Available records:
--

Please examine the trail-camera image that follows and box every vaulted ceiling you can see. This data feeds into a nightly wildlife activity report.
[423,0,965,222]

--

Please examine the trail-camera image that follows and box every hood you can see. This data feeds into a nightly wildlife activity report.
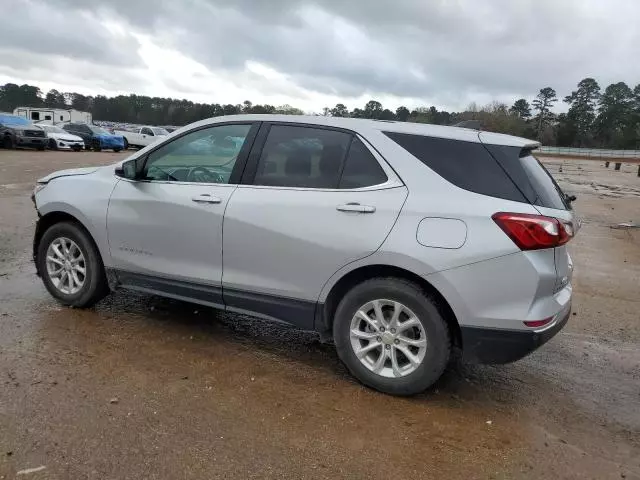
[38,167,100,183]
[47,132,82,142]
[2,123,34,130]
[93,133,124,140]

--

Problem statement: Switch "nightly" to "weekly" in the rows starting with the line containing "box every vaulted" and going on through the line containing "[423,0,965,222]". Return only those lines, otherwise unchanged.

The reply:
Please examine the trail-camera image that follows and box every vaulted ceiling you can see. This data feeds into a weekly wildlife activity report.
[423,0,965,222]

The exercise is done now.